• **About this exercise**: Type the entries again, word for word.

Listed records below:

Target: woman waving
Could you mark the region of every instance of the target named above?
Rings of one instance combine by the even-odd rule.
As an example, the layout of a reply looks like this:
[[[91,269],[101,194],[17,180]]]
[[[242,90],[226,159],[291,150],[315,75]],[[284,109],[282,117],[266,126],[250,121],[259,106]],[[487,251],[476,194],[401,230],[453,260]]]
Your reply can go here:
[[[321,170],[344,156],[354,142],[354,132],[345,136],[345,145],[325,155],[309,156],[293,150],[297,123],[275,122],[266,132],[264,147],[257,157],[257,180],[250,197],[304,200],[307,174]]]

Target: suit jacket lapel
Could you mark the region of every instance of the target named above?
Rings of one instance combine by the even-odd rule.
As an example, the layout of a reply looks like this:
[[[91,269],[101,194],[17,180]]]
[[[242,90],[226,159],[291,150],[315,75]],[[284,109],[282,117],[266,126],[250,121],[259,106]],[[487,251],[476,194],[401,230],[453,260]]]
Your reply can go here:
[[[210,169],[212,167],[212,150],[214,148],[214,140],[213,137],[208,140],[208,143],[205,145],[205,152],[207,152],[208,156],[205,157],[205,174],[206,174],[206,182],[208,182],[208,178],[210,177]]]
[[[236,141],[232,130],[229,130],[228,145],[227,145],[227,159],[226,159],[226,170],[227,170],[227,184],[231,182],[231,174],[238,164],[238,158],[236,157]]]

End of Listed records.

• **Answer for the task**:
Target: woman waving
Could you mark the region of every instance of the target named above?
Rings of one instance combine by the even-odd rule.
As an example, the layout of a reply looks like this:
[[[91,269],[101,194],[17,180]]]
[[[242,90],[226,159],[291,150],[315,75]],[[284,109],[282,117],[266,126],[250,121],[259,106]],[[487,251],[476,194],[401,230],[453,260]]]
Your reply can go here:
[[[321,170],[344,156],[354,142],[354,132],[345,136],[345,145],[325,155],[309,156],[293,150],[297,123],[275,122],[266,132],[264,147],[257,157],[257,180],[250,197],[304,200],[307,174]]]

Target: suit jacket lapel
Could you mark the region of every instance of the target named above?
Rings of one instance combine by the even-odd rule.
As an example, the layout of a reply looks like this:
[[[91,269],[101,194],[17,180]]]
[[[242,90],[226,159],[291,150],[315,75]],[[284,109],[282,117],[266,126],[250,121],[259,106]],[[487,251],[476,194],[401,230],[453,260]]]
Your reply can go here:
[[[210,169],[212,167],[212,150],[214,148],[214,140],[213,137],[208,140],[208,143],[205,145],[205,152],[207,152],[208,156],[205,157],[205,174],[206,174],[206,182],[208,182],[208,178],[210,177]]]
[[[236,141],[232,130],[229,130],[228,145],[227,145],[227,159],[226,159],[226,170],[227,170],[227,184],[231,182],[231,174],[238,164],[238,158],[236,157]]]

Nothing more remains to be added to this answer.